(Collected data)
• • •

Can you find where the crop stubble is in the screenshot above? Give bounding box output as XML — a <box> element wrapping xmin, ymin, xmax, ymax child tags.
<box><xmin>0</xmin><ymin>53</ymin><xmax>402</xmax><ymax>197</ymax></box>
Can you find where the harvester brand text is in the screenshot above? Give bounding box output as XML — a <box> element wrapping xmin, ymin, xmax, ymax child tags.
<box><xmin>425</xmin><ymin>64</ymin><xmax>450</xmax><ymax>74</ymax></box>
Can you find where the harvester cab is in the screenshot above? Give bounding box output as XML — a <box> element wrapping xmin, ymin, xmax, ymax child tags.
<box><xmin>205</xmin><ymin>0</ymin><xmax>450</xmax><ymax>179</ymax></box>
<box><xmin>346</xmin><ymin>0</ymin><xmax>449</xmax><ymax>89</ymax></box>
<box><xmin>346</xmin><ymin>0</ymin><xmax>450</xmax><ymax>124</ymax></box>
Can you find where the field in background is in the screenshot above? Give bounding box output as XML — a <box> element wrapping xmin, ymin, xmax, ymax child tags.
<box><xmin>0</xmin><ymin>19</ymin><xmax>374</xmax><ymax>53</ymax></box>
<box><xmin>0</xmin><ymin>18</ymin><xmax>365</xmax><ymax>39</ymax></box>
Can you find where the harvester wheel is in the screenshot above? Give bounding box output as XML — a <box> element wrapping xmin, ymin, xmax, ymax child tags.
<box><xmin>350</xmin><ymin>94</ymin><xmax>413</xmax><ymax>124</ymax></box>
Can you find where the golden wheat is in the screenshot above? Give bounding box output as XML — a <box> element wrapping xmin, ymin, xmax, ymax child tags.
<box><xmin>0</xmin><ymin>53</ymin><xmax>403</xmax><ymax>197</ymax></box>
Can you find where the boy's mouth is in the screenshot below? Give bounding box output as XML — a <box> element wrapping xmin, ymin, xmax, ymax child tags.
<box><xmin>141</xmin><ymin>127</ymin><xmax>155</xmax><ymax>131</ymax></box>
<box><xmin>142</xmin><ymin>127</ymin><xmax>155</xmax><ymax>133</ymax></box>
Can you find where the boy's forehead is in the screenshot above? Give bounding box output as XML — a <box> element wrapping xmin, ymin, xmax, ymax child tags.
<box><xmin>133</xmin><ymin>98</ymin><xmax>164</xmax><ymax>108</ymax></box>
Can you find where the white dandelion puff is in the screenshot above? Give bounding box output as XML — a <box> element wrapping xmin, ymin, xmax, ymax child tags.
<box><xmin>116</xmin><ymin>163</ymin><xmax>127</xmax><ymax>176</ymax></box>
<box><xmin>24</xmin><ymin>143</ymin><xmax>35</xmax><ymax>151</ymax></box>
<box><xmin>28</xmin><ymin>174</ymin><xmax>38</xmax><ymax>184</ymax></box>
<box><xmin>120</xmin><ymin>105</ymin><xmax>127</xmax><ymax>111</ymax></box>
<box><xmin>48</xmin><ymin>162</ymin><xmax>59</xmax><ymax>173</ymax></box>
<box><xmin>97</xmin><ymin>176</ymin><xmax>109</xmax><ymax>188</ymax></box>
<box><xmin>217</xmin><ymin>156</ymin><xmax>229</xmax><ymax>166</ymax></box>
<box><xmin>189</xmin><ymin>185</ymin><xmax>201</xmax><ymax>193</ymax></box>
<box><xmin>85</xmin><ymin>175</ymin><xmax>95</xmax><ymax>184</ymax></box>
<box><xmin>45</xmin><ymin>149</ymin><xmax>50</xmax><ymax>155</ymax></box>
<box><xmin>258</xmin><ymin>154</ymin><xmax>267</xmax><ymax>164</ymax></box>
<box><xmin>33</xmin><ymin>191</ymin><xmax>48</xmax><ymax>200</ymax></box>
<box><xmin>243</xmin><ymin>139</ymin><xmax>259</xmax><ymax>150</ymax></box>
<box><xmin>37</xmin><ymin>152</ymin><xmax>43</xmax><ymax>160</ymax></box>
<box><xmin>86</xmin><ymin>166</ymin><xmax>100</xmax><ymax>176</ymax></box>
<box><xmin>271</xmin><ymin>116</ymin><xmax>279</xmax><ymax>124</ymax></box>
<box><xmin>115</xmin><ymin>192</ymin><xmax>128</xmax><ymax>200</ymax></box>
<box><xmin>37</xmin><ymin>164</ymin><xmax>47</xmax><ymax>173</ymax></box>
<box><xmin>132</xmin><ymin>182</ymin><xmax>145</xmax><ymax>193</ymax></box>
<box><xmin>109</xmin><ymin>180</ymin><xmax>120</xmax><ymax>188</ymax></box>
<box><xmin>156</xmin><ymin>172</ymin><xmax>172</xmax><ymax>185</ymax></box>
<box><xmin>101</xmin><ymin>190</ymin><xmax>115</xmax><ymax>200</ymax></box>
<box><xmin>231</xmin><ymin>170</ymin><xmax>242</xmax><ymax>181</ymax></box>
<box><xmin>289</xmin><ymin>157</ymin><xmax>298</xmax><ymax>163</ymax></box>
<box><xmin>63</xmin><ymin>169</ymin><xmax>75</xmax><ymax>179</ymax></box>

• • •

Exercise requirements =
The full set of entries must be transcribed exactly.

Solution =
Can you find where the crop stubble is in the screenshot above? Give bounding box output as XML — a <box> element wrapping xmin, ymin, xmax, ymax child tags.
<box><xmin>0</xmin><ymin>53</ymin><xmax>402</xmax><ymax>197</ymax></box>
Can you find where the harvester brand text is in the screenshot above? Give bounding box output as XML — a <box> element wrapping xmin, ymin, xmax, ymax child tags.
<box><xmin>425</xmin><ymin>64</ymin><xmax>450</xmax><ymax>74</ymax></box>
Can you find where the harvester cab is in the screenshot above? Give bounding box output as XML — a <box> element wrapping xmin, ymin, xmax, ymax child tags.
<box><xmin>205</xmin><ymin>0</ymin><xmax>450</xmax><ymax>179</ymax></box>
<box><xmin>346</xmin><ymin>0</ymin><xmax>449</xmax><ymax>89</ymax></box>
<box><xmin>346</xmin><ymin>0</ymin><xmax>450</xmax><ymax>124</ymax></box>
Can you find where the field in background is in the screenshot above? Give bounding box output as XML — a <box> element wrapping xmin, ymin, xmax, ymax child tags.
<box><xmin>0</xmin><ymin>19</ymin><xmax>374</xmax><ymax>53</ymax></box>
<box><xmin>0</xmin><ymin>18</ymin><xmax>365</xmax><ymax>39</ymax></box>
Can you find where the harvester wheel is in the screenshot above? Give bounding box output as XML — a <box> element wrapping xmin, ymin, xmax, ymax child tags.
<box><xmin>350</xmin><ymin>94</ymin><xmax>413</xmax><ymax>124</ymax></box>
Can you find where the golden wheat is in the screenshot above? Give bounding box output as XML — a <box> element wrapping xmin, ymin, xmax, ymax child tags.
<box><xmin>0</xmin><ymin>53</ymin><xmax>403</xmax><ymax>197</ymax></box>
Can you find where the boy's mouth is in the screenshot below? Give bounding box output as XML — a <box> element wrapping xmin, ymin, xmax, ymax child tags.
<box><xmin>141</xmin><ymin>127</ymin><xmax>155</xmax><ymax>131</ymax></box>
<box><xmin>142</xmin><ymin>127</ymin><xmax>155</xmax><ymax>133</ymax></box>
Can you find where the boy's forehead is in the screenshot above? Give bounding box output as XML — a <box> element wrapping xmin, ymin, xmax, ymax child tags.
<box><xmin>133</xmin><ymin>98</ymin><xmax>164</xmax><ymax>108</ymax></box>
Can you find where the white dandelion puff is in the screenshot above? Give bounding box output as XML — a <box> element wrapping xmin, ymin, xmax, ymax child tags.
<box><xmin>116</xmin><ymin>163</ymin><xmax>127</xmax><ymax>176</ymax></box>
<box><xmin>24</xmin><ymin>143</ymin><xmax>35</xmax><ymax>151</ymax></box>
<box><xmin>28</xmin><ymin>174</ymin><xmax>38</xmax><ymax>184</ymax></box>
<box><xmin>120</xmin><ymin>105</ymin><xmax>127</xmax><ymax>111</ymax></box>
<box><xmin>48</xmin><ymin>162</ymin><xmax>59</xmax><ymax>173</ymax></box>
<box><xmin>97</xmin><ymin>176</ymin><xmax>109</xmax><ymax>188</ymax></box>
<box><xmin>217</xmin><ymin>156</ymin><xmax>229</xmax><ymax>166</ymax></box>
<box><xmin>189</xmin><ymin>185</ymin><xmax>201</xmax><ymax>193</ymax></box>
<box><xmin>85</xmin><ymin>175</ymin><xmax>95</xmax><ymax>184</ymax></box>
<box><xmin>45</xmin><ymin>149</ymin><xmax>50</xmax><ymax>155</ymax></box>
<box><xmin>258</xmin><ymin>154</ymin><xmax>267</xmax><ymax>164</ymax></box>
<box><xmin>33</xmin><ymin>191</ymin><xmax>48</xmax><ymax>200</ymax></box>
<box><xmin>243</xmin><ymin>139</ymin><xmax>259</xmax><ymax>150</ymax></box>
<box><xmin>37</xmin><ymin>152</ymin><xmax>43</xmax><ymax>160</ymax></box>
<box><xmin>86</xmin><ymin>166</ymin><xmax>100</xmax><ymax>176</ymax></box>
<box><xmin>271</xmin><ymin>116</ymin><xmax>279</xmax><ymax>124</ymax></box>
<box><xmin>115</xmin><ymin>192</ymin><xmax>128</xmax><ymax>200</ymax></box>
<box><xmin>37</xmin><ymin>164</ymin><xmax>47</xmax><ymax>173</ymax></box>
<box><xmin>132</xmin><ymin>182</ymin><xmax>145</xmax><ymax>193</ymax></box>
<box><xmin>109</xmin><ymin>180</ymin><xmax>120</xmax><ymax>188</ymax></box>
<box><xmin>156</xmin><ymin>172</ymin><xmax>172</xmax><ymax>185</ymax></box>
<box><xmin>101</xmin><ymin>190</ymin><xmax>115</xmax><ymax>200</ymax></box>
<box><xmin>231</xmin><ymin>170</ymin><xmax>242</xmax><ymax>181</ymax></box>
<box><xmin>289</xmin><ymin>157</ymin><xmax>298</xmax><ymax>163</ymax></box>
<box><xmin>63</xmin><ymin>169</ymin><xmax>75</xmax><ymax>179</ymax></box>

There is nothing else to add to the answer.